Exercise aim:
Go to the line below containing "palm tree trunk" and print exactly from there through the line containing "white balcony railing", both included. Print nothing else.

BEGIN

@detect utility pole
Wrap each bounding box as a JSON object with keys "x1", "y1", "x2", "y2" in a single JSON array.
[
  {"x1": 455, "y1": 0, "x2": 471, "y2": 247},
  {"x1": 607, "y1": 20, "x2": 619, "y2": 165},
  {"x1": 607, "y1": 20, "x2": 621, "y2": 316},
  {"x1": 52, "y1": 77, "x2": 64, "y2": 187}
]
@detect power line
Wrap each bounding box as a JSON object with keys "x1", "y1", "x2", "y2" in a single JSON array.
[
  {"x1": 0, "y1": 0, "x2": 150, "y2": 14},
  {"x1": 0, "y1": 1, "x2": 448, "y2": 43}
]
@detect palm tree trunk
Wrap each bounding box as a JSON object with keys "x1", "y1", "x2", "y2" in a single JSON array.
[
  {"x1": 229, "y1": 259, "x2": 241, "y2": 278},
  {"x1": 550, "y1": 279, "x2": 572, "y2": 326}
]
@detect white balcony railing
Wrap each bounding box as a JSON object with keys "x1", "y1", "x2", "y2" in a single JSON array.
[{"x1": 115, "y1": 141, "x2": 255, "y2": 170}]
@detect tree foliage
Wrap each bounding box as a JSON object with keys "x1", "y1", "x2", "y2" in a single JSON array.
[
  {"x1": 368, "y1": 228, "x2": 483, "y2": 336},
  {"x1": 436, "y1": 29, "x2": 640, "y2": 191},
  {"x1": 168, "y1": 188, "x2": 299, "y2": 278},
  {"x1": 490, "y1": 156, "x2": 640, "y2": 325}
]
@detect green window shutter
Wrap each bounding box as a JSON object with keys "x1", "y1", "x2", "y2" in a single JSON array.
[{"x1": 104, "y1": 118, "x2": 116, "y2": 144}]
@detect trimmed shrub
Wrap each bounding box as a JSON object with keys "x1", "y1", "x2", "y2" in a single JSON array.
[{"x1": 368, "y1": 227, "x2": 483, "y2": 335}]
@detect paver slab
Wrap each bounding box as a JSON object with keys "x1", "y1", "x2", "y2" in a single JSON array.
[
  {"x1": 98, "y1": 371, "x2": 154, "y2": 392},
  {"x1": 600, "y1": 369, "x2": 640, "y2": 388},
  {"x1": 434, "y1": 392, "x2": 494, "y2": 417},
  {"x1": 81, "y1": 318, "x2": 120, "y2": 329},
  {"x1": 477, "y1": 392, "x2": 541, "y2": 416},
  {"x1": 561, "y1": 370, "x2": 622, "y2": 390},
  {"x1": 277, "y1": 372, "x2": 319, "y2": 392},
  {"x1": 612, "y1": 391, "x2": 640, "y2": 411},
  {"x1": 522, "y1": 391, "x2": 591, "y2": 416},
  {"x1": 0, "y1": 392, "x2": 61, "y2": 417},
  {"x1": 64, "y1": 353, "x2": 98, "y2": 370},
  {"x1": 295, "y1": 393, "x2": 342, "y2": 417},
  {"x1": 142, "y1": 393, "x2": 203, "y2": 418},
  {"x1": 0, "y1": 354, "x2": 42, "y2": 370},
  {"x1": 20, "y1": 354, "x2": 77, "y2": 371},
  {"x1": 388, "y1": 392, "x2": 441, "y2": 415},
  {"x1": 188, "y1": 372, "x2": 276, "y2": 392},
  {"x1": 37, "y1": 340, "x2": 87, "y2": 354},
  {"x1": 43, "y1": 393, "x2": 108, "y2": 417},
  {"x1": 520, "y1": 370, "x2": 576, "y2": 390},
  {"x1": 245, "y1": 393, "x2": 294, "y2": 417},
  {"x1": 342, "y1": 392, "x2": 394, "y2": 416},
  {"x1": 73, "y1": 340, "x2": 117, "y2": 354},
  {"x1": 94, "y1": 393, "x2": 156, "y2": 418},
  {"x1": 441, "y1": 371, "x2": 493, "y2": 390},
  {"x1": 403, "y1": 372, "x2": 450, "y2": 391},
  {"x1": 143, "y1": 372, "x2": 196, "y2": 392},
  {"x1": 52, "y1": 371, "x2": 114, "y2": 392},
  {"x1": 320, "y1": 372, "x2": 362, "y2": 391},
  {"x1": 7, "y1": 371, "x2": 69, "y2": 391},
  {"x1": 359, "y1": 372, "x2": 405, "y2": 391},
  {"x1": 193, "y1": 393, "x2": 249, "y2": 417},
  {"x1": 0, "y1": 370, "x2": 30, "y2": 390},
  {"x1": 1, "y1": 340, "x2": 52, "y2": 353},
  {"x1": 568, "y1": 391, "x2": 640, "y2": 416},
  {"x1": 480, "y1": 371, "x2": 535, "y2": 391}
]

END

Reply to the exercise:
@detect palm tree trunk
Wrap each bounding box as a JSON object with keys "x1", "y1", "x2", "y2" in a single JSON array.
[
  {"x1": 229, "y1": 259, "x2": 241, "y2": 278},
  {"x1": 550, "y1": 279, "x2": 572, "y2": 326}
]
@detect white balcony railing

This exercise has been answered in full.